**Об упражнении**
Ответьте на вопросы по отрывку о госпоже де Монье и Мирабо:
1. Что, по предположению госпожи де Монье, внушило Мирабо надежду?
2. Откуда, по её словам, Мирабо скоро уедет?
3. Ради чего, по её словам, такой человек, как Мирабо, всегда забывает о любви?

Дальше последовало форменное объяснение в любви, но это всё еще было салонной игрой. Госпожа де Монье не пожелала обманываться и благоразумно ответила:

– Вероятно, мой возраст и обстоятельства внушили вам надежду, но я стану говорить с вами правдиво и просто, чтобы отнять ее у вас.

Она рассказала о своем несчастливом браке, возможно, даже о легких романах, которые не могли ее утешить, и закончила с провинциальным смирением:

– Скоро вы будете свободны, уедете из Понтарлье, вернетесь к женщинам из больших городов и других мест; такой человек, как вы, всегда забывает о любви ради честолюбия.

Глубокое замечание, которое помогло бы Мирабо понять самого себя, если бы он в том нуждался! Он вдруг осознал, что играет с огнем. Софи была готова полюбить его, возможно, даже безответно.

(Исходные данные)
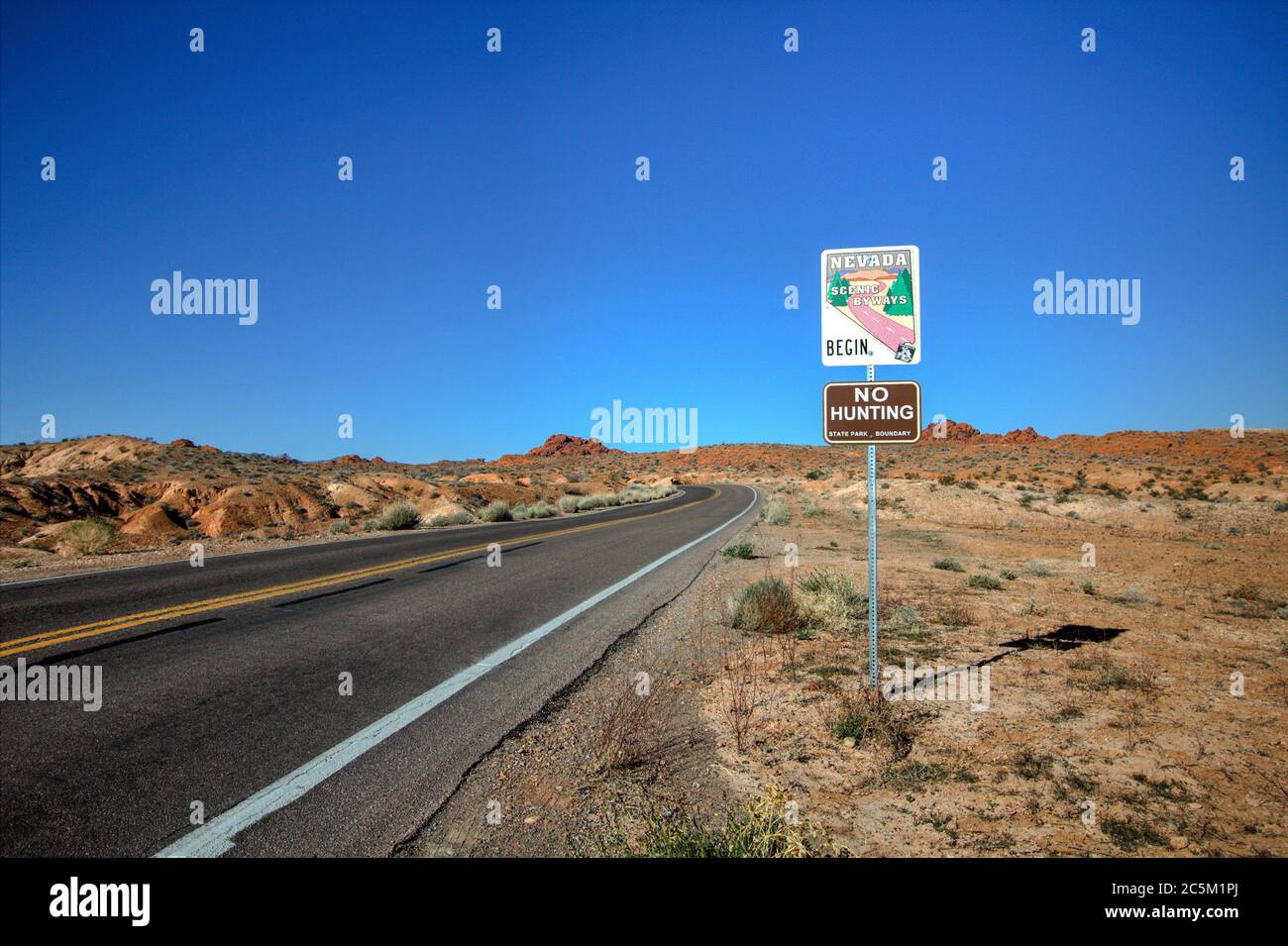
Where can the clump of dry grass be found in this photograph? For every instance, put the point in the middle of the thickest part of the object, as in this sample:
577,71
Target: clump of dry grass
745,671
868,718
768,606
833,601
763,826
89,537
626,731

**Результат упражнения**
1. По её предположению, надежду ему внушили её возраст и обстоятельства.
2. По её словам, он скоро уедет из Понтарлье.
3. По её словам, такой человек, как он, забывает о любви ради честолюбия.